:: PROMPT ::
Would you return every entry below exactly as written, without its images?

_ _ _ _ _ _ _

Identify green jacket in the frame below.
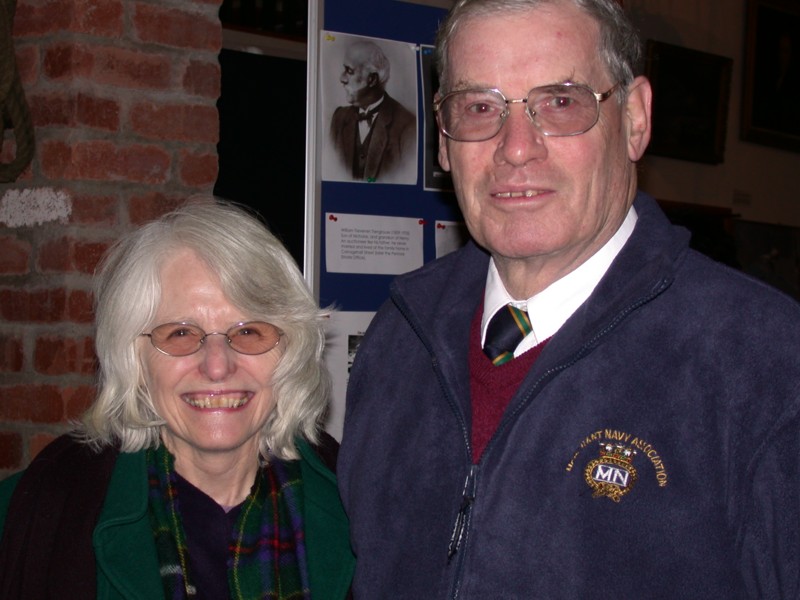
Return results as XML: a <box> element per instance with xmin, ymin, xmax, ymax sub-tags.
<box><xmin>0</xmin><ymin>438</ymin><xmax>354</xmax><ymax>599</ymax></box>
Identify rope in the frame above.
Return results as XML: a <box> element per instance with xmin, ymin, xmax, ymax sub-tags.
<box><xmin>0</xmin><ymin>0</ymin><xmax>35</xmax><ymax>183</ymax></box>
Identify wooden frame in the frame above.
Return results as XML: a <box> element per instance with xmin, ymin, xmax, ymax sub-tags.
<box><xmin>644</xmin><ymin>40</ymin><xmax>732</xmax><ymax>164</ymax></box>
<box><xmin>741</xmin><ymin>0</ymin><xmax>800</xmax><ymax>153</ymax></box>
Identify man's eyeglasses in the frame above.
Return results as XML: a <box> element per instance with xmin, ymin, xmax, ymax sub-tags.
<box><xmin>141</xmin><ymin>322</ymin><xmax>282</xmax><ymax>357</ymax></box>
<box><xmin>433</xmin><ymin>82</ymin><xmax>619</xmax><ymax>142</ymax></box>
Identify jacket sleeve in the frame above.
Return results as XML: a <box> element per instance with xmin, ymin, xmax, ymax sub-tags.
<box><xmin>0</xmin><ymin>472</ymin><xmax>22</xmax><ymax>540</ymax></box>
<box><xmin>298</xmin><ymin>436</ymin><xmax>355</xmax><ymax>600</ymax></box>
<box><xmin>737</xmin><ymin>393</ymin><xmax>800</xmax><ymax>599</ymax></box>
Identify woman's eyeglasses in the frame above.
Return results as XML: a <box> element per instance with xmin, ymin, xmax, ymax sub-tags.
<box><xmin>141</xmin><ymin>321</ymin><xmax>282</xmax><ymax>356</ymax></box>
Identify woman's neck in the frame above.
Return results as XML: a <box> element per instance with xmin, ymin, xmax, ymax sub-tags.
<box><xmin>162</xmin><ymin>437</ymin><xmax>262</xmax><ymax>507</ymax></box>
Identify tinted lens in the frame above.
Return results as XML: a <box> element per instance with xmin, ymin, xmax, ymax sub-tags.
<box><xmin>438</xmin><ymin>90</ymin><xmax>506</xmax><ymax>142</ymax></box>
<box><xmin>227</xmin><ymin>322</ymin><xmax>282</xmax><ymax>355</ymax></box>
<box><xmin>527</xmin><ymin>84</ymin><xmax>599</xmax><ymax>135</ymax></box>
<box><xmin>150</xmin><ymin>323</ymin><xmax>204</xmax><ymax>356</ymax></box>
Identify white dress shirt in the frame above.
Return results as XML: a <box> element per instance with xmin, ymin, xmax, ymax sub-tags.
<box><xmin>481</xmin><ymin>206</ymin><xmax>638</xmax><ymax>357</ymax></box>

_ _ _ _ _ _ _

:: ANSWER SPACE ::
Identify green jacket in the frame below.
Return results as XML: a <box> element per instance with xmin, ymin, xmax, ymax sub-tags.
<box><xmin>0</xmin><ymin>438</ymin><xmax>354</xmax><ymax>599</ymax></box>
Identify rope in the frame above.
Return results as XML: a <box> element per instance with xmin, ymin, xmax, ymax sub-tags.
<box><xmin>0</xmin><ymin>0</ymin><xmax>35</xmax><ymax>183</ymax></box>
Identify wooden frame in the frame above.
Return results as XML: a <box> element per instance with xmin, ymin, xmax, ymax sub-tags.
<box><xmin>644</xmin><ymin>40</ymin><xmax>732</xmax><ymax>164</ymax></box>
<box><xmin>741</xmin><ymin>0</ymin><xmax>800</xmax><ymax>153</ymax></box>
Identify man's eyeglasses in the frame above.
Return results as XML: a <box> element per instance with xmin, ymin, xmax, ymax sub-tags.
<box><xmin>141</xmin><ymin>322</ymin><xmax>282</xmax><ymax>357</ymax></box>
<box><xmin>433</xmin><ymin>82</ymin><xmax>619</xmax><ymax>142</ymax></box>
Identify jacket sleeve in the frame above.
Return results as XML: a <box> element per instance with xmin, ymin, xmax, ymax sub-tags.
<box><xmin>0</xmin><ymin>472</ymin><xmax>22</xmax><ymax>540</ymax></box>
<box><xmin>298</xmin><ymin>436</ymin><xmax>355</xmax><ymax>600</ymax></box>
<box><xmin>737</xmin><ymin>393</ymin><xmax>800</xmax><ymax>599</ymax></box>
Identify woman's eyeglasses in the frame above.
Return results as XML: a <box> element per instance with xmin, ymin, xmax, ymax sub-tags.
<box><xmin>141</xmin><ymin>321</ymin><xmax>282</xmax><ymax>356</ymax></box>
Identify woman's neck in the frame above.
Return results as XML: a <box> element per instance with xmin, ymin, xmax, ymax sub-tags.
<box><xmin>162</xmin><ymin>437</ymin><xmax>262</xmax><ymax>507</ymax></box>
Identify tinted lens in the frame above.
Return results as XML: a <box> element per instance with xmin, ymin, xmax, ymax sub-tags.
<box><xmin>438</xmin><ymin>90</ymin><xmax>506</xmax><ymax>142</ymax></box>
<box><xmin>227</xmin><ymin>322</ymin><xmax>282</xmax><ymax>355</ymax></box>
<box><xmin>527</xmin><ymin>84</ymin><xmax>599</xmax><ymax>135</ymax></box>
<box><xmin>150</xmin><ymin>323</ymin><xmax>204</xmax><ymax>356</ymax></box>
Identify white dress shirt in the frame above.
Return results as XML: a <box> element per instance with xmin, ymin, xmax, ymax sub-tags.
<box><xmin>481</xmin><ymin>206</ymin><xmax>638</xmax><ymax>357</ymax></box>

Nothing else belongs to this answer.